- [PASSAGE PROVIDED]:
Power-hungry presidents of both parties have been concocting ways to get around Congress for all of American history. But as Donald Trump prepares to take office again, legal experts are worried he could make the legislative branch go away altogether—at least for a while.

Several of Trump’s early Cabinet nominees—including Representative Matt Gaetz of Florida, Robert F. Kennedy Jr., and former Representative Tulsi Gabbard of Hawaii—have drawn widespread condemnation for their outlandish political views and lack of conventional qualifications. Their critics include some Senate Republicans tasked with voting on their confirmation. Anticipating resistance, Trump has already begun pressuring Senate GOP leaders, who will control the chamber next year, to allow him to install his picks by recess appointment, a method that many presidents have used.

The incoming Senate majority leader, John Thune of South Dakota, has said that “all options are on the table, including recess appointments,” for overcoming Democratic opposition to Trump’s nominees. But Democrats aren’t Trump’s primary concern; they won’t have the votes to stop nominees on their own. What makes Trump’s interest in recess appointments unusual is that he is gearing up to use them in a fight against his own party.

[Read: The perverse logic of Trump’s nomination circus]

If Senate Republicans block his nominees, Trump could partner with the GOP-controlled House and invoke a never-before-used provision of the Constitution to force Congress to adjourn “until such time as he shall think proper.” The move would surely prompt a legal challenge, which the Supreme Court might have to decide, setting up a confrontation that would reveal how much power both Republican lawmakers and the Court’s conservative majority will allow Trump to seize.

“None of this has ever been tested or determined by the courts,” Matthew Glassman, a senior fellow at Georgetown University’s Government Affairs Institute, told me. If Trump tries to adjourn Congress, Glassman said, he would be “pushing the very boundaries of the separation of powers in the United States.” Although Trump has not spoken publicly about using the provision, Ed Whelan, a conservative lawyer well connected in Republican politics, has reported that Trumpworld appears to be seriously contemplating it.

Trump could not wave away Congress on his own. The Constitution says the president can adjourn Congress only “in case of disagreement” between the House and the Senate on when the chambers should recess, and for how long. One of the chambers would first have to pass a resolution to adjourn for at least 10 days. If the other agrees to the measure, Trump gets his recess appointments. But even if one refuses—most likely the Senate, in this case—Trump could essentially play the role of tiebreaker and declare Congress adjourned. In a Fox News interview yesterday, Speaker Mike Johnson would not rule out helping Trump go around the Senate. “There may be a function for that,” he said. “We’ll have to see how it plays out.”

- [Pointing records]:
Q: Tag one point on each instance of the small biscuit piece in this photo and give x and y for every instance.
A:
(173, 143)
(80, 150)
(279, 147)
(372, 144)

- [PARTS OF THE EXERCISE]:
#1 Please reproduce word for word the stretch of the passage on Trump and recess appointments from "[Read: The perverse" through "Trump to seize.".
#2 Write the next part of the passage on Trump and recess appointments, picking up right after its final sentence.

- [RESULTS OF THE EXERCISE]:
#1
[Read: The perverse logic of Trump’s nomination circus]

If Senate Republicans block his nominees, Trump could partner with the GOP-controlled House and invoke a never-before-used provision of the Constitution to force Congress to adjourn “until such time as he shall think proper.” The move would surely prompt a legal challenge, which the Supreme Court might have to decide, setting up a confrontation that would reveal how much power both Republican lawmakers and the Court’s conservative majority will allow Trump to seize.

#2
Presidents have used recess appointments to circumvent the Senate-confirmation process throughout U.S. history, either to overcome opposition to their nominees or simply because the Senate moved too slowly to consider them. But no president is believed to have adjourned Congress in order to install his Cabinet before. “We never contemplated it,” Neil Eggleston, who served as White House counsel during President Barack Obama’s second term, told me. Obama frequently used recess appointments until 2014, when the Supreme Court ruled that he had exceeded his authority by making them when Congress had gone out of session only briefly (hence the current 10-day minimum).

[Watch: What’s behind Trump’s controversial Cabinet picks]

Any attempt by Trump to force Congress into a recess would face a few obstacles. First, Johnson would have to secure nearly unanimous support from his members to pass an adjournment resolution, given Democrats’ likely opposition. Depending on the results of several uncalled House races, he might have only a vote or two to spare at the beginning of the next Congress. And although many House Republicans have pledged to unify behind Trump’s agenda, his nominees are widely considered unqualified, to say the least. Gaetz in particular is a uniquely unpopular figure in the conference because of his leading role in deposing Johnson’s predecessor Kevin McCarthy.

If the House doesn’t block Trump, the Supreme Court might. Its 2014 ruling against Obama was unanimous, and three conservative justices who remain on the Court—John Roberts, Clarence Thomas, and Samuel Alito—signed a concurring opinion, written by Antonin Scalia, saying they would have placed far more restrictions on the president’s power. They wrote that the Founders allowed the president to make recess appointments because the Senate used to meet for only a few months of the year. Now, though, Congress takes much shorter breaks and can return to session at virtually a moment’s notice. “The need it was designed to fill no longer exists,” Scalia, who died in 2016, wrote of the recess-appointment power, “and its only remaining use is the ignoble one of enabling the president to circumvent the Senate’s role in the appointment process.”

The 2014 ruling did not address the Constitution’s provision allowing the president to adjourn Congress, but Paul Rosenzweig, a former senior official in the George W. Bush administration and an occasional Atlantic contributor, told me that the conservatives’ concurrence “is inconsistent with the extreme executive overreach” that Trump might attempt: “As I read them, this machination by Trump would not meet their definition of constitutionality.”

Thanks in part to those legal uncertainties, Trump’s easiest path is simply to secure Senate approval for his nominees, and he may succeed. Republicans will have a 53–47 majority in the Senate, so the president-elect’s picks could lose three GOP votes and still win confirmation with the tiebreaking vote of Vice President–Elect J. D. Vance. But the most controversial nominees, such as Gaetz, Kennedy, Gabbard, and Pete Hegseth (Trump’s choice for defense secretary), could struggle to find 50 Republican votes. And as Thune himself noted in a Fox News interview on Thursday night, Republicans who oppose their confirmation are unlikely to vote for the Senate to adjourn so that Trump can install them anyway.

Thune, who had been elected as leader by his colleagues only one day before that interview, seems fine with helping Trump get around Democrats. Letting Trump defy Thune’s own members and neuter the Senate is a much bigger ask. Then again, if Trump takes his power play to the limit, the new majority leader won’t have a say at all.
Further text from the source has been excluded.